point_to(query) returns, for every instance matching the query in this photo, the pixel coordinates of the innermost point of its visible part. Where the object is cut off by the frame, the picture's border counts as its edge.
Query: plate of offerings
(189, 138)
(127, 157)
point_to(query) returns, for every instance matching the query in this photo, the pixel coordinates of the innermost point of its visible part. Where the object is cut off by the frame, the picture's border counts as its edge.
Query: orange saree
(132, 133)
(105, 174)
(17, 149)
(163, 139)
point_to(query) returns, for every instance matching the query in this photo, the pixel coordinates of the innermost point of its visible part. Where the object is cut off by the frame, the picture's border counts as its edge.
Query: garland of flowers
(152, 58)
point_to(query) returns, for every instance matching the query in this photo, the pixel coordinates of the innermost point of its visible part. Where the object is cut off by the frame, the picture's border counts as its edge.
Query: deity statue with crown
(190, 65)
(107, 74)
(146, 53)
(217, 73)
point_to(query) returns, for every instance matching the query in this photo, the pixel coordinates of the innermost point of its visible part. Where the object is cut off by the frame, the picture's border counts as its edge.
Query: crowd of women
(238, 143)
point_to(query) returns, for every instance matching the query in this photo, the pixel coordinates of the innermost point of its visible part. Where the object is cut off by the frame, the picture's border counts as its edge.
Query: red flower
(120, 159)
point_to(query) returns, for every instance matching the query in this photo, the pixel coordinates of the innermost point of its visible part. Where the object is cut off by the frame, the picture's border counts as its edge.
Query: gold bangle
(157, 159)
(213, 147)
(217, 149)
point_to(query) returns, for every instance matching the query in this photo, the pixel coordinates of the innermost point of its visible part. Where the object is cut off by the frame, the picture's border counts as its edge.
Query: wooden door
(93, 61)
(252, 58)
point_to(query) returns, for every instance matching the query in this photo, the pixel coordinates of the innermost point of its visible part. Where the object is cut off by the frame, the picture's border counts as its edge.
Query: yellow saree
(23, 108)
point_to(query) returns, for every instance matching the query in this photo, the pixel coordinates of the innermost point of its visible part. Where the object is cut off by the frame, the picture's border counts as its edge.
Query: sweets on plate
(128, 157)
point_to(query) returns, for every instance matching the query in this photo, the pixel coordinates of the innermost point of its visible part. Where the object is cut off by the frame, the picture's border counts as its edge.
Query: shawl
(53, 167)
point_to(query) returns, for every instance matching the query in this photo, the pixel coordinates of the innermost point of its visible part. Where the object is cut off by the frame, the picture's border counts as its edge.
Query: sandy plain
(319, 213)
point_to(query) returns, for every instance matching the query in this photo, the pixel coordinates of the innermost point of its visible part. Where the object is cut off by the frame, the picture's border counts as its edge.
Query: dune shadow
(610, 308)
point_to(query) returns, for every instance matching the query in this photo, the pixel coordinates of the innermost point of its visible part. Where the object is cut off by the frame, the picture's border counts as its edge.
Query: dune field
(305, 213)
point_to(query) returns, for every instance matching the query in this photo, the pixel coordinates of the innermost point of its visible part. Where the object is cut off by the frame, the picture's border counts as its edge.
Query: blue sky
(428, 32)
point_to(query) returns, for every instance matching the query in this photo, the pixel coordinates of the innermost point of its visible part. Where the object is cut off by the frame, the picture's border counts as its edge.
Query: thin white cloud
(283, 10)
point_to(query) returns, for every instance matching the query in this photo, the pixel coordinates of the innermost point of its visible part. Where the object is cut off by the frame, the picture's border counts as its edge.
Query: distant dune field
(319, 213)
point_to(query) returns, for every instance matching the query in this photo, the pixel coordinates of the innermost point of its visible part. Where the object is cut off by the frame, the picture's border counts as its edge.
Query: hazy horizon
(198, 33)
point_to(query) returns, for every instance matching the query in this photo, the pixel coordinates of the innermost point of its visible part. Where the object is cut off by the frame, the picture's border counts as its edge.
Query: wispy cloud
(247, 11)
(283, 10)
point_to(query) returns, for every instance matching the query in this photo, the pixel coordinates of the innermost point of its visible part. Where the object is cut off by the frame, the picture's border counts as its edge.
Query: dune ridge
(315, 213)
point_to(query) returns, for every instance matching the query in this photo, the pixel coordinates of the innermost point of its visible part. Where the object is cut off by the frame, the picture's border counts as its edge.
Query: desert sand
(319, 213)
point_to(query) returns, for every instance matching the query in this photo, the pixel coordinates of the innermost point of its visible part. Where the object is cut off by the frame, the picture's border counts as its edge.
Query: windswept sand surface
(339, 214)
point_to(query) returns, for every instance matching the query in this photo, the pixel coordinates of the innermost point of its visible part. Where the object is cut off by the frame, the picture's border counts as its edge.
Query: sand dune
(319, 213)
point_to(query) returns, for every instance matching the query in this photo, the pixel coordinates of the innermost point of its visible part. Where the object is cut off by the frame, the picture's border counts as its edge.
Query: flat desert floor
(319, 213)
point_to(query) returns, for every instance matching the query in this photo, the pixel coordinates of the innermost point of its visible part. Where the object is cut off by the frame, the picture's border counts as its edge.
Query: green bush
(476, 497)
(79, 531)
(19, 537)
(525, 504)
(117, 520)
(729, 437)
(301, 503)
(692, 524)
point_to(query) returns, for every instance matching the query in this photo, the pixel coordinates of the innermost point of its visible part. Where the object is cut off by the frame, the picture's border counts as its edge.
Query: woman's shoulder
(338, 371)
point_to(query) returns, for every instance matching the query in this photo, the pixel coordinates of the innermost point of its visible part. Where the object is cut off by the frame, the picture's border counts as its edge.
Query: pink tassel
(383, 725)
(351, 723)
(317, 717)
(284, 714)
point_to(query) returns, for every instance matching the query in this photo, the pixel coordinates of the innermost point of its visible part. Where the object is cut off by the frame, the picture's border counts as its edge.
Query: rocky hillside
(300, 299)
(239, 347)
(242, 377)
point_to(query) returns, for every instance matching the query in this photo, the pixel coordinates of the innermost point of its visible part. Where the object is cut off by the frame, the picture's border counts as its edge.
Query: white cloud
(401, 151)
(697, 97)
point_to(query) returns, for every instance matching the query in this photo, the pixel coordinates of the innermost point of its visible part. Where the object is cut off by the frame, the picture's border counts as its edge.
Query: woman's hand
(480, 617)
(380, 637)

====

#### Task to complete
Report every line above that contains the word "desert", copying each one in full. Case counts.

#### Complete answer
Query: desert sand
Query: flat desert floor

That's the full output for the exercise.